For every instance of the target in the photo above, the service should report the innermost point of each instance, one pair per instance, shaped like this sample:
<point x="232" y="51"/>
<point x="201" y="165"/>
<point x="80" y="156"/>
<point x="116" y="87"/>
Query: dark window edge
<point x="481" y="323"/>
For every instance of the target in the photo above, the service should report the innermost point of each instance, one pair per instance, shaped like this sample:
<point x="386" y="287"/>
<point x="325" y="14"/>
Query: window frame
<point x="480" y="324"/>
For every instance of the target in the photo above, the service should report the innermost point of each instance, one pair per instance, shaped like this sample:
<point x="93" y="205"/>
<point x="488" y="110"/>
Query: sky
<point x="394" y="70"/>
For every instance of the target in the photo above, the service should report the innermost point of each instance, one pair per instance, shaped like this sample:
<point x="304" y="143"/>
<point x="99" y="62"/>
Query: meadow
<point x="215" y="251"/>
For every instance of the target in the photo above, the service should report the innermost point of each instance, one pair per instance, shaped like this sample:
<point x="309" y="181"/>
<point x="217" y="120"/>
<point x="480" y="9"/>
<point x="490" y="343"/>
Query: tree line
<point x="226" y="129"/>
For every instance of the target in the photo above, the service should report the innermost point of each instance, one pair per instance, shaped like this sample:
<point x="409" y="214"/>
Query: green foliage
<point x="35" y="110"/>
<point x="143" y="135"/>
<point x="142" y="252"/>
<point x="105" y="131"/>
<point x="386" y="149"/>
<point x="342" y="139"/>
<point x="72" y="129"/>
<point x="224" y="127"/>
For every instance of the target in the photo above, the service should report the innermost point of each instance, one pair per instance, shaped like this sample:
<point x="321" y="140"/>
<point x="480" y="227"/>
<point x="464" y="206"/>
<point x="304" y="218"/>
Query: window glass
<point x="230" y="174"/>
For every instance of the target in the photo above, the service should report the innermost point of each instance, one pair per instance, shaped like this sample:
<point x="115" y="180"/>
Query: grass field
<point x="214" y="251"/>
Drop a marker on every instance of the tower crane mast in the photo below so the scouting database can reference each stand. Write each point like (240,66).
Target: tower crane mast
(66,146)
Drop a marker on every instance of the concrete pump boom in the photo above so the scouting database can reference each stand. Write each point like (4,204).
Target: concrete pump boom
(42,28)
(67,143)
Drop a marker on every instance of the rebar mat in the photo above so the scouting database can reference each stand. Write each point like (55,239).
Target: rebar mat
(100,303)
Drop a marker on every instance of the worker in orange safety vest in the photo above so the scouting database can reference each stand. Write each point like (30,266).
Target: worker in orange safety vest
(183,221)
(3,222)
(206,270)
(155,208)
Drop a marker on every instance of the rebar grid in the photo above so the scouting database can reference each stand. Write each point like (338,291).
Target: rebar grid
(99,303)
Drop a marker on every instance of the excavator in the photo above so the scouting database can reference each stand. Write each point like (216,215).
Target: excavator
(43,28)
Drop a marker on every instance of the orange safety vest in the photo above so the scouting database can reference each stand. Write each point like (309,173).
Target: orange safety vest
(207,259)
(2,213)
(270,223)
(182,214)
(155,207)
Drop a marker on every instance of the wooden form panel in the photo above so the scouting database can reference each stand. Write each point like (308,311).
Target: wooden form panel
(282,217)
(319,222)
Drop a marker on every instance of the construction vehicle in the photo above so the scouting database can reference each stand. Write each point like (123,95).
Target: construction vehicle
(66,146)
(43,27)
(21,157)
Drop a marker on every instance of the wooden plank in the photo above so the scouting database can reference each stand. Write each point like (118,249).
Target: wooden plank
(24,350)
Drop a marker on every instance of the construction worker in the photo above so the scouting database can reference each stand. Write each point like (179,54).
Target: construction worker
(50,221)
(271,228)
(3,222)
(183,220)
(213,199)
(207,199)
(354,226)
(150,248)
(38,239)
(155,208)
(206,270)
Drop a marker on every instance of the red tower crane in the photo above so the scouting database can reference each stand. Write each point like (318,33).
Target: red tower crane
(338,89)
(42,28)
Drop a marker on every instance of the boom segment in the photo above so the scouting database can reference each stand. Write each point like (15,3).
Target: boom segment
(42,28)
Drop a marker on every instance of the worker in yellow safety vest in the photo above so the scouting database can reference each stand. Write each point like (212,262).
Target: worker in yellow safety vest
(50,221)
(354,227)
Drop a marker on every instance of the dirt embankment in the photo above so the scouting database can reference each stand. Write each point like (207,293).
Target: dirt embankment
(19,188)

-=-=-

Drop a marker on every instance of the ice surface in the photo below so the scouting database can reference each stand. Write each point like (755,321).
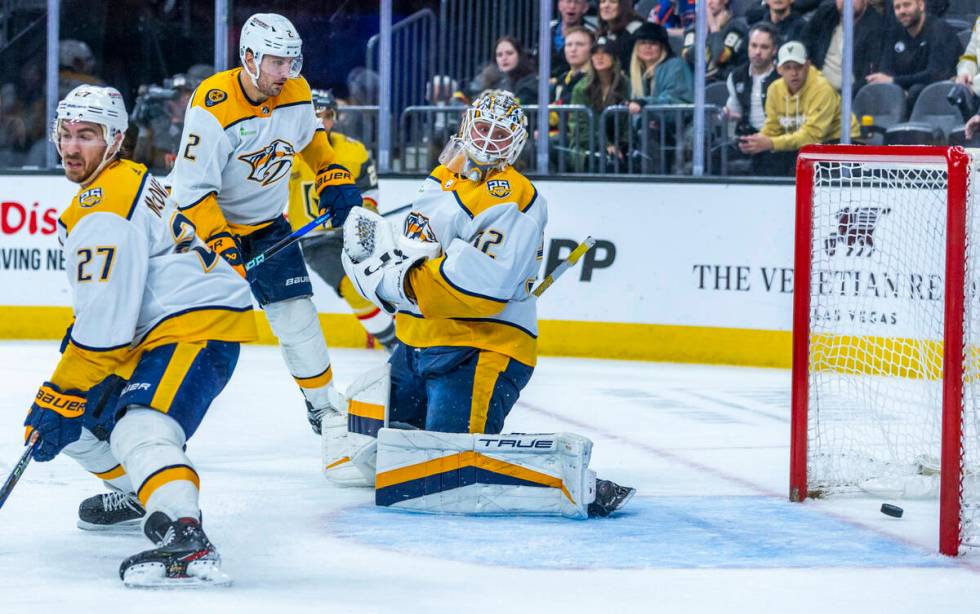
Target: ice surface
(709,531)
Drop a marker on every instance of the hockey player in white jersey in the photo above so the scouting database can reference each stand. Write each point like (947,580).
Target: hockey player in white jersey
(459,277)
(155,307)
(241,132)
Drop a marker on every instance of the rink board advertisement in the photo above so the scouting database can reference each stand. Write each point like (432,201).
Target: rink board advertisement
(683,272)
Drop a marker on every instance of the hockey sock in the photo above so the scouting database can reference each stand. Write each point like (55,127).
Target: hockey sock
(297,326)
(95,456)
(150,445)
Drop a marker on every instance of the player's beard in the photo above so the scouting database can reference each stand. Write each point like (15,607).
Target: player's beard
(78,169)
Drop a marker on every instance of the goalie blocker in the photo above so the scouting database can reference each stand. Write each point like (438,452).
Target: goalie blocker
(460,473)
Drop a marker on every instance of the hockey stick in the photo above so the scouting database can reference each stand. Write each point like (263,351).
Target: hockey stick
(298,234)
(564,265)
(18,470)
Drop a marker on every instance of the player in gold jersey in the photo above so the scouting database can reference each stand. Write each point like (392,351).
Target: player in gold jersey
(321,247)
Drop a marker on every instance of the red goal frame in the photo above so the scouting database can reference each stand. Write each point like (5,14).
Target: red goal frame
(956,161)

-=-=-

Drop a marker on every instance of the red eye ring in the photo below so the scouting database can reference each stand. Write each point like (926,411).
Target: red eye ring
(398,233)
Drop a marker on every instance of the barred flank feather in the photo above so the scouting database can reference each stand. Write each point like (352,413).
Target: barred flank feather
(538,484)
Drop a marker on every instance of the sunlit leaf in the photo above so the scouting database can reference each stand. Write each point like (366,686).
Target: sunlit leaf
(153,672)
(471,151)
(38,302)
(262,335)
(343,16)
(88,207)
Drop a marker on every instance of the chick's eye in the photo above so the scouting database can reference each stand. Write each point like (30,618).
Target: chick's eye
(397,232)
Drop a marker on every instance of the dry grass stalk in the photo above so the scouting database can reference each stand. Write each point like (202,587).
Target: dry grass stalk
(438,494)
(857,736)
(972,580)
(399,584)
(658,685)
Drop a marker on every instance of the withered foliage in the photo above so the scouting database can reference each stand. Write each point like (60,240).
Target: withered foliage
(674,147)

-=-=-

## [WORK INSTRUCTIONS]
Gather every line in the records above that contains the word "withered", and copy each one out in full.

## [TASK ANSWER]
Drop a marker on every instance of the withered foliage in the photo above so the scouting database can reference each stand. Write each point like (60,240).
Target: withered foliage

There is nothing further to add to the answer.